<<<<

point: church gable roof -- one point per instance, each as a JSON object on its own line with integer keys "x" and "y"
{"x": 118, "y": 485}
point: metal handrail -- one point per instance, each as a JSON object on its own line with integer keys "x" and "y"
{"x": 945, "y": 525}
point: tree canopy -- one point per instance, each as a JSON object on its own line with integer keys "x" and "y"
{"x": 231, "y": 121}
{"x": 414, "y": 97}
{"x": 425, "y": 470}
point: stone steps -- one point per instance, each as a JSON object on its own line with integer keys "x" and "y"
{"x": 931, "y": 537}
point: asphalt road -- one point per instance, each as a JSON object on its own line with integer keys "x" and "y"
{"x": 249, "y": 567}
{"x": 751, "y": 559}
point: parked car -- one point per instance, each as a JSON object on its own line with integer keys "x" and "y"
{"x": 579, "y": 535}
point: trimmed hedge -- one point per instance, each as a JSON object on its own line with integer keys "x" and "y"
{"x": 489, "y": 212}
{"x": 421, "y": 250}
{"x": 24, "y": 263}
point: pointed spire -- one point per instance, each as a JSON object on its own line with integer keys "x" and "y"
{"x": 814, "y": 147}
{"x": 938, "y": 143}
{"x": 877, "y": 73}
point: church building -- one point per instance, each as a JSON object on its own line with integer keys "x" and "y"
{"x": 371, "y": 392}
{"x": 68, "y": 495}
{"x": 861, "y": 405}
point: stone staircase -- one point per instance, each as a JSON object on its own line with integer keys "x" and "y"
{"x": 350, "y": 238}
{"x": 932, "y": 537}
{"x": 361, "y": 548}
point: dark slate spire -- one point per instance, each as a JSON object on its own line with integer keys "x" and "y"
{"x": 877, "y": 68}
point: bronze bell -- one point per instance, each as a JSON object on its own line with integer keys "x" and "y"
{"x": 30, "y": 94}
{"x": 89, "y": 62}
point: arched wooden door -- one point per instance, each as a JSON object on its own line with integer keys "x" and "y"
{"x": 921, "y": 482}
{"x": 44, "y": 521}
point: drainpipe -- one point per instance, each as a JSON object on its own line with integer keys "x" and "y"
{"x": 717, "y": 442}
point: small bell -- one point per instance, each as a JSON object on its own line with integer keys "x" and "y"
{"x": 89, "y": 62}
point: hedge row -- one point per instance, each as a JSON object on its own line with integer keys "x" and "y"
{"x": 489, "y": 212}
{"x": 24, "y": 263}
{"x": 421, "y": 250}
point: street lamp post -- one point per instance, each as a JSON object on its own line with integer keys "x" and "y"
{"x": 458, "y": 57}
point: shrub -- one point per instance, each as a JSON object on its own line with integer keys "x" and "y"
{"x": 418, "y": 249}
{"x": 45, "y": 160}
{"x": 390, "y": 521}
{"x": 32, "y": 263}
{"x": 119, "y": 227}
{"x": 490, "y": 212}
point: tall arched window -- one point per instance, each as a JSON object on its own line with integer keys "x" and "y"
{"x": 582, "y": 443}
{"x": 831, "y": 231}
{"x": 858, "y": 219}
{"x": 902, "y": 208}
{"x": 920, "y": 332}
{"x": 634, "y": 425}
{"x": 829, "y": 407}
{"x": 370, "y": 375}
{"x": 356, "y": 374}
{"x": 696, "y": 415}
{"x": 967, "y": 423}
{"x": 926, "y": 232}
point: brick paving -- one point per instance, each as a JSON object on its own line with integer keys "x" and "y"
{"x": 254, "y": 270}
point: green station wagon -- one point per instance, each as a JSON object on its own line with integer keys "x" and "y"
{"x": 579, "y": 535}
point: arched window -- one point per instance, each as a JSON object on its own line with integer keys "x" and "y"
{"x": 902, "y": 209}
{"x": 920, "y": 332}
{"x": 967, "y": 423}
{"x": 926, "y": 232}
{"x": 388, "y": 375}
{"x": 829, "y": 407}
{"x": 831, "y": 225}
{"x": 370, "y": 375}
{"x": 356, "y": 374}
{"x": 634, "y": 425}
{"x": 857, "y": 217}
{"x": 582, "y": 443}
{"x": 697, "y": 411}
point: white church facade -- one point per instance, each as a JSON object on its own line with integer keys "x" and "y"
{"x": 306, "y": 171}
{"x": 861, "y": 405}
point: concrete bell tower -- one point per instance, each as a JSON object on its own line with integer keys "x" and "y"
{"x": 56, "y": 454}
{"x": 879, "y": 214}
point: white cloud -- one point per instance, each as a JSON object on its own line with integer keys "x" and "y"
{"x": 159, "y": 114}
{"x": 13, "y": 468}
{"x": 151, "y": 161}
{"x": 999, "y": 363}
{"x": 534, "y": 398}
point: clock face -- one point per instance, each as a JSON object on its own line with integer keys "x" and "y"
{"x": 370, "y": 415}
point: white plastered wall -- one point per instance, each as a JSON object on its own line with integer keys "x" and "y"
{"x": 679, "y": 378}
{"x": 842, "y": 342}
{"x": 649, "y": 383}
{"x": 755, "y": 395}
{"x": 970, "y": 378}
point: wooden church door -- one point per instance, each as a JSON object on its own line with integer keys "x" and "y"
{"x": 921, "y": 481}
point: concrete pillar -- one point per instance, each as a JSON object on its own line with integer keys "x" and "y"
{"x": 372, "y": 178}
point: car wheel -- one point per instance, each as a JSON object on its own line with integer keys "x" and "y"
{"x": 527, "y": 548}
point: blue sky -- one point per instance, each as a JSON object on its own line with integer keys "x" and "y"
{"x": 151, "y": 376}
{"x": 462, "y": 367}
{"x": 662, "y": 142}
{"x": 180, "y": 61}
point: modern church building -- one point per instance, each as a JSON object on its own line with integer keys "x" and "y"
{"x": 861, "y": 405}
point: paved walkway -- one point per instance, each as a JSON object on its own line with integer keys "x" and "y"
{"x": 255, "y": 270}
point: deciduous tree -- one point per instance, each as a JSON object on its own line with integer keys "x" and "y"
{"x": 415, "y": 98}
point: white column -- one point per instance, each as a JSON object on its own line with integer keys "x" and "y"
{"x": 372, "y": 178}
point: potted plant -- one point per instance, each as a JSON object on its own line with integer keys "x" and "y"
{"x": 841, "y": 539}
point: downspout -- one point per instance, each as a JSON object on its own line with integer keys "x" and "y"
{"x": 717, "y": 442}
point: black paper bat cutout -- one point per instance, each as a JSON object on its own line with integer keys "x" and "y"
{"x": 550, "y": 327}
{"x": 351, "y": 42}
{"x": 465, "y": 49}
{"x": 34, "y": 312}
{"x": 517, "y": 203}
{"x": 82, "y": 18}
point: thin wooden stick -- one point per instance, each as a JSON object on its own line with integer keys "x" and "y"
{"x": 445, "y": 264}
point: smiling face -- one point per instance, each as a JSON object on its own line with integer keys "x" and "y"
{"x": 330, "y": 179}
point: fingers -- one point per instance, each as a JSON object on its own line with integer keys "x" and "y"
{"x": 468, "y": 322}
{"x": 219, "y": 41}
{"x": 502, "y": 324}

>>>>

Given request>
Copy out all of the records above line for line, without changing anything.

Task result>
point: church gable roof -- one point per instance, each as a JSON object on its own line with integer keys "x" and "y"
{"x": 118, "y": 485}
point: metal handrail -- one point per instance, each as a JSON object on its own line with integer keys "x" and "y"
{"x": 945, "y": 525}
point: tree canopy -- one point per instance, each as a JSON object on its own line with integer keys "x" and "y"
{"x": 231, "y": 121}
{"x": 414, "y": 97}
{"x": 425, "y": 470}
point: stone steps -- one point per instance, each as a JSON object on its own line with integer keys "x" and "y"
{"x": 931, "y": 537}
point: asphalt road -- one point per instance, each as a JSON object on its own line with integer keys "x" and "y"
{"x": 249, "y": 567}
{"x": 751, "y": 559}
point: parked car -- one point per instance, each as a JSON object on its own line with integer keys "x" and "y"
{"x": 579, "y": 535}
point: trimmed hedge -- one point per instance, each as a JSON object on its own line with integer keys "x" and "y"
{"x": 489, "y": 212}
{"x": 421, "y": 250}
{"x": 24, "y": 263}
point: pointed spire -- one point per instance, each as a JSON object on its own line with integer keys "x" and "y"
{"x": 814, "y": 147}
{"x": 938, "y": 143}
{"x": 877, "y": 73}
point: church building -- one point per instance, each as a JSON object on its own line with integer keys "x" and "y"
{"x": 371, "y": 392}
{"x": 68, "y": 495}
{"x": 861, "y": 405}
point: stone staircase -- one point per instance, each as a JSON object on its own line with integer keys "x" and "y"
{"x": 350, "y": 238}
{"x": 932, "y": 537}
{"x": 361, "y": 548}
point: dark slate spire -- one point per instance, each as a JSON object on its own line with integer keys "x" and "y"
{"x": 877, "y": 68}
point: bronze bell -- one point per instance, each as a JSON object on its own line with integer keys "x" and "y"
{"x": 30, "y": 94}
{"x": 89, "y": 62}
point: arched wooden door -- one point per instance, each as a JSON object on its own line with integer keys "x" and "y"
{"x": 921, "y": 482}
{"x": 44, "y": 521}
point: drainpipe -- one point per instance, each as a JSON object on its own line with integer keys "x" and "y"
{"x": 717, "y": 442}
point: small bell -- one point per instance, each as a JSON object on its own line with integer keys "x" and "y"
{"x": 89, "y": 62}
point: hedge row -- one point per instance, each as a JSON object on its own line with integer keys "x" and "y"
{"x": 489, "y": 212}
{"x": 24, "y": 263}
{"x": 421, "y": 250}
point: street lamp post -- one point per instance, each as a JSON object on its own line with integer keys "x" and "y"
{"x": 458, "y": 57}
point: shrub -- one point per instance, each as a JSON object on its own line with integer keys "x" and "y"
{"x": 418, "y": 249}
{"x": 45, "y": 160}
{"x": 390, "y": 521}
{"x": 32, "y": 263}
{"x": 119, "y": 227}
{"x": 490, "y": 212}
point: tall arched window -- one point per instance, each as a JSON object on its own line with integer keys "x" and "y"
{"x": 582, "y": 443}
{"x": 831, "y": 231}
{"x": 858, "y": 219}
{"x": 902, "y": 208}
{"x": 920, "y": 332}
{"x": 634, "y": 425}
{"x": 829, "y": 407}
{"x": 370, "y": 375}
{"x": 356, "y": 374}
{"x": 696, "y": 415}
{"x": 967, "y": 423}
{"x": 926, "y": 232}
point: brick paving -- one point per instance, each as a JSON object on its own line with integer keys "x" and "y"
{"x": 254, "y": 270}
point: green station wagon -- one point per instance, each as a JSON object on its own line with integer keys "x" and "y"
{"x": 579, "y": 535}
point: arched window -- one point per instance, each as a JSON object on its own line with integer keys "x" and "y"
{"x": 902, "y": 209}
{"x": 920, "y": 332}
{"x": 967, "y": 423}
{"x": 926, "y": 232}
{"x": 388, "y": 375}
{"x": 829, "y": 407}
{"x": 831, "y": 225}
{"x": 370, "y": 375}
{"x": 356, "y": 374}
{"x": 634, "y": 425}
{"x": 857, "y": 217}
{"x": 582, "y": 443}
{"x": 697, "y": 411}
point: white church facade -- one point per instance, each as a JSON object on its own line with integer keys "x" and "y"
{"x": 306, "y": 171}
{"x": 861, "y": 405}
point: concrete bell tower -- one point per instance, each as a JSON object on its own line with integer keys "x" and "y"
{"x": 56, "y": 454}
{"x": 879, "y": 214}
point: white cloud -- one point per instance, each as a JSON object on its own line with integer keys "x" and "y"
{"x": 159, "y": 114}
{"x": 13, "y": 468}
{"x": 151, "y": 161}
{"x": 999, "y": 363}
{"x": 534, "y": 398}
point: clock face -- one point per instance, each as a JSON object on its own line with integer keys "x" and "y"
{"x": 370, "y": 415}
point: white plastered wall -- one point per instance, each as a JSON object on its own line with integer keys "x" and "y"
{"x": 679, "y": 378}
{"x": 842, "y": 342}
{"x": 649, "y": 383}
{"x": 755, "y": 395}
{"x": 970, "y": 378}
point: wooden church door -- one point per instance, each as a JSON object on its own line with integer keys "x" and "y"
{"x": 921, "y": 481}
point: concrete pillar -- one point per instance, each as a JSON object on its own line with integer keys "x" and "y"
{"x": 372, "y": 178}
point: car wheel -- one point per instance, each as a JSON object on its own line with integer keys "x" and "y"
{"x": 527, "y": 548}
point: blue sky -- one point per instance, each as a JSON object on its own line with integer keys "x" and "y"
{"x": 151, "y": 376}
{"x": 462, "y": 367}
{"x": 662, "y": 142}
{"x": 180, "y": 61}
point: modern church building -- one point per instance, each as a JSON object on its own line with integer keys "x" and "y"
{"x": 861, "y": 405}
point: paved walkway -- one point per instance, each as a JSON object on its own line with integer keys "x" and "y"
{"x": 255, "y": 270}
point: deciduous tree -- one point per instance, each as a JSON object on its own line with integer keys "x" and "y"
{"x": 415, "y": 98}
point: white column -- one point per instance, each as a JSON object on its own line with integer keys "x" and "y"
{"x": 372, "y": 178}
point: potted plant -- one point per instance, each as a JSON object on its own line with integer keys "x" and "y"
{"x": 841, "y": 539}
point: downspout -- one point per instance, each as a JSON object on its own line with integer keys "x" and "y"
{"x": 717, "y": 442}
point: black paper bat cutout -- one point per instance, each as a JSON object on its own line with integer keys "x" and "y"
{"x": 550, "y": 327}
{"x": 351, "y": 42}
{"x": 465, "y": 49}
{"x": 34, "y": 312}
{"x": 517, "y": 203}
{"x": 82, "y": 18}
point: thin wooden stick -- one point per instance, each as a JSON object on its own line with integer keys "x" and "y"
{"x": 445, "y": 264}
point: smiling face -- one point per instance, each as a JSON object on its own line with integer keys "x" and "y"
{"x": 330, "y": 179}
point: fingers -- one point per instance, each as a JSON object on its own line with integer keys "x" and "y"
{"x": 468, "y": 322}
{"x": 219, "y": 41}
{"x": 502, "y": 324}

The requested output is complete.